• _PROBLEM_: Render the data below as a JSON list of strings, one string per line, with blank lines and pictures left out.
BEGIN ENTRIES SUPPLIED
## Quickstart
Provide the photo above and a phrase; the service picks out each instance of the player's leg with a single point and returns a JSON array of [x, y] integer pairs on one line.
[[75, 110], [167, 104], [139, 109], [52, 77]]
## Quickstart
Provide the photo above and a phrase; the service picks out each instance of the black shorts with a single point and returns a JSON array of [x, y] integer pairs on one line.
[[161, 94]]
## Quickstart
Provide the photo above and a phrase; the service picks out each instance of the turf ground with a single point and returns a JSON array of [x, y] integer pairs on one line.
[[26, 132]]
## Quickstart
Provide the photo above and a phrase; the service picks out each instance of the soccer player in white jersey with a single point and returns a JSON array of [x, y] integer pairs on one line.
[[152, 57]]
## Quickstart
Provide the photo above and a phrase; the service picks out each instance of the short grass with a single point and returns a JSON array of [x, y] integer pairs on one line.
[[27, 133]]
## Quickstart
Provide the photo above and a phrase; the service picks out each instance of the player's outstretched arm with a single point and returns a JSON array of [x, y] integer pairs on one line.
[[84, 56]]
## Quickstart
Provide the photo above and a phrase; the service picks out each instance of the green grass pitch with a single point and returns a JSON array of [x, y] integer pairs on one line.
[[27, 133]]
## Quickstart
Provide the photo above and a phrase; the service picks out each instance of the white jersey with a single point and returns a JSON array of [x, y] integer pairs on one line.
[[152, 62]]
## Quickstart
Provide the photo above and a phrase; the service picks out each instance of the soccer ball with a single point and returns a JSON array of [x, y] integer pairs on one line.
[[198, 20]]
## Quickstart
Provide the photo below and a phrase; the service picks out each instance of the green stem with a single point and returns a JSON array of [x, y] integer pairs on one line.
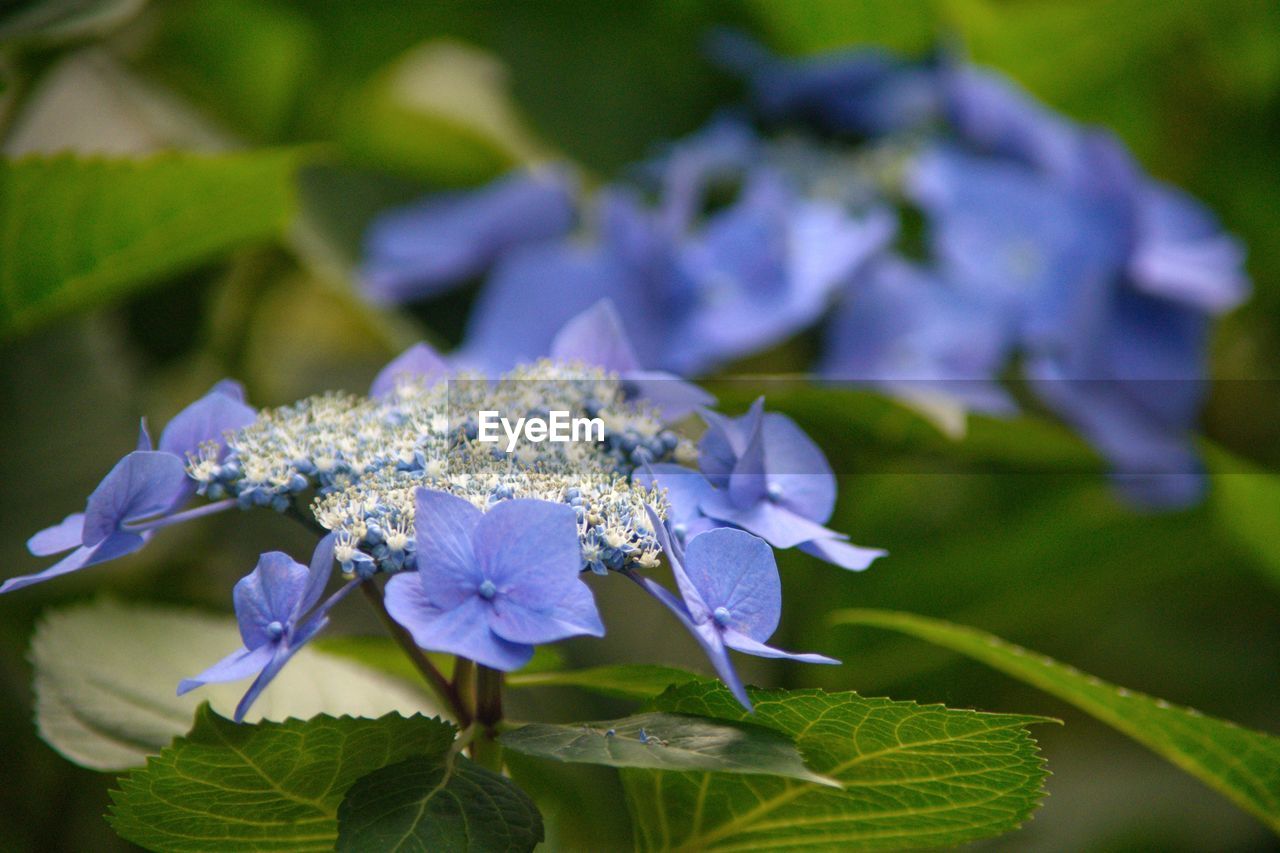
END ENTRIES SUPPLIED
• _SOLUTION_:
[
  "## Quickstart",
  "Provide the photo above and a phrase; the service picks out each instance of the player's leg with a single point and returns a JSON array of [x, y] integer pairs on one line.",
  "[[75, 110], [167, 104], [139, 109], [52, 77]]",
  "## Quickstart",
  "Provide the photo above and a phrase; the service picks out each instance of the black shorts with a single point and returns a JSON array of [x, y] integer pairs on one line.",
  "[[161, 94]]",
  "## Quickstart",
  "Provide the photo above and a phrase; the service picks out each instance of the turf ground with a single point and returns a JSON array of [x, y] integer pairs on one line.",
  "[[26, 132]]",
  "## Quickstart",
  "Provide the photo above and a phrase; the service picks out each instance of the soccer player in white jersey with a single point and returns a JSON array of [x, y] integer pairs on one line.",
  "[[152, 57]]",
  "## Quickstart",
  "Provide the photo above and a phrase; the service picks out each instance of the short grass with a single point and returns a JSON array of [x, y] integer pairs on one line.",
  "[[27, 133]]",
  "## Quickstart",
  "Provide the photo above and a phrase; the service picks out each instance of the player's outstretched arm with a single point and returns a JSON array of [x, y] integer pairs on one line.",
  "[[84, 56]]",
  "## Quickstart",
  "Provide the photo above and a phrase; the service picks out each instance of the green grass pitch with a single point and returns a JSON array of [x, y] integer pairs on one line.",
  "[[27, 133]]",
  "## Quickstart",
  "Provide the photo above and a phrase; the service picks out each instance of the white jersey with a single point and returns a JSON array of [x, y] integer pairs on one line.",
  "[[152, 62]]",
  "## Quickstart",
  "Provide the photo above and a phrase; the service picks out each instance of the soccer ball with a single point and returns a JSON array of [x, y] integer pairs on one line.",
  "[[198, 20]]",
  "## Quickstart",
  "Provide the photo below and a phrase; the service picks out each instance of the green stem with a single point and returns a JSON array of [x, y] integer pairs on one line."
]